[Dataset entries]
(begin)
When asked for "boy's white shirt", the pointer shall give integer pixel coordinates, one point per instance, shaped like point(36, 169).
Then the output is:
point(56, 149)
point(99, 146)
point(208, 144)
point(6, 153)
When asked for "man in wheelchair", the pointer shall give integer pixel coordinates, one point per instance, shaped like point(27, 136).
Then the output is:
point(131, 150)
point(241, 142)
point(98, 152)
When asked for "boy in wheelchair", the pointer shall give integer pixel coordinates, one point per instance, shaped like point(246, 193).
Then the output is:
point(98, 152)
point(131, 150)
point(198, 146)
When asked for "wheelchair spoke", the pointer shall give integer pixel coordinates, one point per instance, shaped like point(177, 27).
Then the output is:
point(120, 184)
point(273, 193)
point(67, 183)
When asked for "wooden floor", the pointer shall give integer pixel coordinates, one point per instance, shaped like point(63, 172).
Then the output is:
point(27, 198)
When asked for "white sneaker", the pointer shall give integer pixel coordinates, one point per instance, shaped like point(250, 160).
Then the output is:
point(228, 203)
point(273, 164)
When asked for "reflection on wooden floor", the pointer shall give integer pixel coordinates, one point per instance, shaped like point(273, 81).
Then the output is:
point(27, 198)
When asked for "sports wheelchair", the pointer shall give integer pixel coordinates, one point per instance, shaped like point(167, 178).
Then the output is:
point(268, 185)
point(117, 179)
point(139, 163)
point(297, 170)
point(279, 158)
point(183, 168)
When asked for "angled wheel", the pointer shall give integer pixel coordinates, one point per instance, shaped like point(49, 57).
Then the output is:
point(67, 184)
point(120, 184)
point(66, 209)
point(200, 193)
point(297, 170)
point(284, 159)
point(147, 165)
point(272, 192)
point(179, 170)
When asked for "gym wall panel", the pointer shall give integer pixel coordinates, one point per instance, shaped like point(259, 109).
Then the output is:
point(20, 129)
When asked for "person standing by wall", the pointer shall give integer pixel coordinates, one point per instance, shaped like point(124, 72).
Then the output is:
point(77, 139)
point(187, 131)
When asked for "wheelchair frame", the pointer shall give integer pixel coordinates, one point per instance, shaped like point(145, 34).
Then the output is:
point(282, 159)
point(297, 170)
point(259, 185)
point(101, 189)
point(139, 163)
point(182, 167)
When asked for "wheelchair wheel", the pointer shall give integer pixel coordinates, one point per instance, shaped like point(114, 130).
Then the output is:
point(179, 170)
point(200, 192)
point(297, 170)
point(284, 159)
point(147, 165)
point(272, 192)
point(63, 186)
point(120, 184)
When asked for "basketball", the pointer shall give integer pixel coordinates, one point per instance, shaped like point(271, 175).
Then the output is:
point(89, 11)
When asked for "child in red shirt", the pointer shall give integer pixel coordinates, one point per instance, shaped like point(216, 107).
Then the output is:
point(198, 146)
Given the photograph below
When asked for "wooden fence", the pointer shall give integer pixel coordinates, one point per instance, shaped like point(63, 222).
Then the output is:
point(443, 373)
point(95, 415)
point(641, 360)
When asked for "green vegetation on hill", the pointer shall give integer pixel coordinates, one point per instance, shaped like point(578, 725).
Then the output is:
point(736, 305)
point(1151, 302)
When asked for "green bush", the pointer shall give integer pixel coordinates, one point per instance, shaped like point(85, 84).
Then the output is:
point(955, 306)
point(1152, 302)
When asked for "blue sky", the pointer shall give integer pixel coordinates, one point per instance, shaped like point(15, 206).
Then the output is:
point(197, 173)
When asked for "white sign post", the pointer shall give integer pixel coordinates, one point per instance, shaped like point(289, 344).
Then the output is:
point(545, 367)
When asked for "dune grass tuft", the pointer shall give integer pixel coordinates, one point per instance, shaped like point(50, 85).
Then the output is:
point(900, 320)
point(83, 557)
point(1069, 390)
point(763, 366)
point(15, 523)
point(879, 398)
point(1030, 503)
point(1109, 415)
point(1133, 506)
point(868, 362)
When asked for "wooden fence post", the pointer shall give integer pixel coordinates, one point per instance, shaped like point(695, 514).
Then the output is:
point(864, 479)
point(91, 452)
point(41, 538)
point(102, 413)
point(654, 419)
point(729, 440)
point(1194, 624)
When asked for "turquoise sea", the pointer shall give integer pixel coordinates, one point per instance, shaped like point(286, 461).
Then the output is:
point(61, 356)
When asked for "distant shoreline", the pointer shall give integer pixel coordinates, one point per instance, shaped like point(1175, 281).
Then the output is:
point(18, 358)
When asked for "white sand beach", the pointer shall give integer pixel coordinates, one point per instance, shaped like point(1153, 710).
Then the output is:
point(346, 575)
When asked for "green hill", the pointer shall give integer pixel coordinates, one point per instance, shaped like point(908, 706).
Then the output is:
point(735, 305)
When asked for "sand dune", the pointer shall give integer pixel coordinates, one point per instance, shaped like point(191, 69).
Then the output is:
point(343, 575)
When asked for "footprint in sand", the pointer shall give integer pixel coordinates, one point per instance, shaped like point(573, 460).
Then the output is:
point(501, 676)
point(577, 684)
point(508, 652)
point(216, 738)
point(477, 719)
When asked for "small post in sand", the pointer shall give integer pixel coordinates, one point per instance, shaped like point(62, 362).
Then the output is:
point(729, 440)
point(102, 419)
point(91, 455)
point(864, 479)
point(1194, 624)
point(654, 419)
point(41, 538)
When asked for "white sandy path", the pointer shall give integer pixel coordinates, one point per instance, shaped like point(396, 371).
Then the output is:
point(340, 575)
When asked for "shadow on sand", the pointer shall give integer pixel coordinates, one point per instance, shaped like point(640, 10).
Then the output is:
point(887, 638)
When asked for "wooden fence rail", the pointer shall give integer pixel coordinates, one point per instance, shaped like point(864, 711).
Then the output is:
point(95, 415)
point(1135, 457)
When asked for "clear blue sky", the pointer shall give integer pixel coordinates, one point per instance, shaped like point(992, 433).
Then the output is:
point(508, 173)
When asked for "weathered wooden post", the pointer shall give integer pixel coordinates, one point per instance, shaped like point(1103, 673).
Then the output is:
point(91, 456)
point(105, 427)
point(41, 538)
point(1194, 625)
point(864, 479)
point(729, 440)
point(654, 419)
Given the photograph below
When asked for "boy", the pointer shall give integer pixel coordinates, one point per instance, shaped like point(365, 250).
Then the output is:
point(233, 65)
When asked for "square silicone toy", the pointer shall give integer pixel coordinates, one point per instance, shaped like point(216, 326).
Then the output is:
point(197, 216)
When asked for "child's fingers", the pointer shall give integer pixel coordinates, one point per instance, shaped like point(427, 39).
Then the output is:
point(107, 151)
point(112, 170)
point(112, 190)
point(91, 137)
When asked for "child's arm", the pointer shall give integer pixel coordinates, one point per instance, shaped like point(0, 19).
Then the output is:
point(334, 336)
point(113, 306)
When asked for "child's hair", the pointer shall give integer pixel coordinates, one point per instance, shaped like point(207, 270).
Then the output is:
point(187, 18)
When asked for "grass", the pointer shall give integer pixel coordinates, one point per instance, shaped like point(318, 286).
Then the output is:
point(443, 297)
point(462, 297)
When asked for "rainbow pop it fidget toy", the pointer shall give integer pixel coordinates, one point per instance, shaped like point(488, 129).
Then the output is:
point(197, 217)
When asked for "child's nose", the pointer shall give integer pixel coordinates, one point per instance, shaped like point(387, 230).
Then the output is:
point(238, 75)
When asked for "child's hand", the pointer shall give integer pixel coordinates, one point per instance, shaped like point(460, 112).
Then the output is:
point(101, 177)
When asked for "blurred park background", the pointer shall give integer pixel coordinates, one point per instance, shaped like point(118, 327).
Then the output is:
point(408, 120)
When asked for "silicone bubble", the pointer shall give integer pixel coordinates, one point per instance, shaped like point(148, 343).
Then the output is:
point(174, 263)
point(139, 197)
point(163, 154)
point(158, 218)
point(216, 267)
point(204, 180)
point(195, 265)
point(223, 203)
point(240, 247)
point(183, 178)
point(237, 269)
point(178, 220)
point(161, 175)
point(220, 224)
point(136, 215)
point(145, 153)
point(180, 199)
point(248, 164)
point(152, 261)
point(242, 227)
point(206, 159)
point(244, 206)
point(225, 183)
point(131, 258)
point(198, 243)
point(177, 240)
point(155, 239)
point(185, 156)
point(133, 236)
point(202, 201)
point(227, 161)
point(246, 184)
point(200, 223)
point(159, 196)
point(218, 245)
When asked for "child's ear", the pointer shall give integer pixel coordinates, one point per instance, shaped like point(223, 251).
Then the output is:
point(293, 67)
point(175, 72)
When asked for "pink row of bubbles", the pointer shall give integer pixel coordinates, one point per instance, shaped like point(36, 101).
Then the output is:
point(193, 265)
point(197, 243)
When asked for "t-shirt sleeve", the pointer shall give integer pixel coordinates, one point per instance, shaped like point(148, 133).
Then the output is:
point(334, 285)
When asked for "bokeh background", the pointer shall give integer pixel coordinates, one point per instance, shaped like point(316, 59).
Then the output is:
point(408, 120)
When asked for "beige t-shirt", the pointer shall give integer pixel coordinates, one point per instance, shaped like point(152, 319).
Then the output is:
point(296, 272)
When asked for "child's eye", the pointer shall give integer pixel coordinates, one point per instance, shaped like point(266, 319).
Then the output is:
(end)
§ **Given instruction**
Can you reproduce verbatim the stretch of the records from the line containing "like point(152, 319)." through the end of the records?

§ **The result**
When asked for "beige t-shirt", the pointer shall give integer pixel coordinates, one point per instance, shaped like point(152, 319).
Then the output is:
point(296, 272)
When asked for "child's eye", the pointer shall give integer pixel coordinates, one point per instance, shaped like point(266, 319).
Then the output is:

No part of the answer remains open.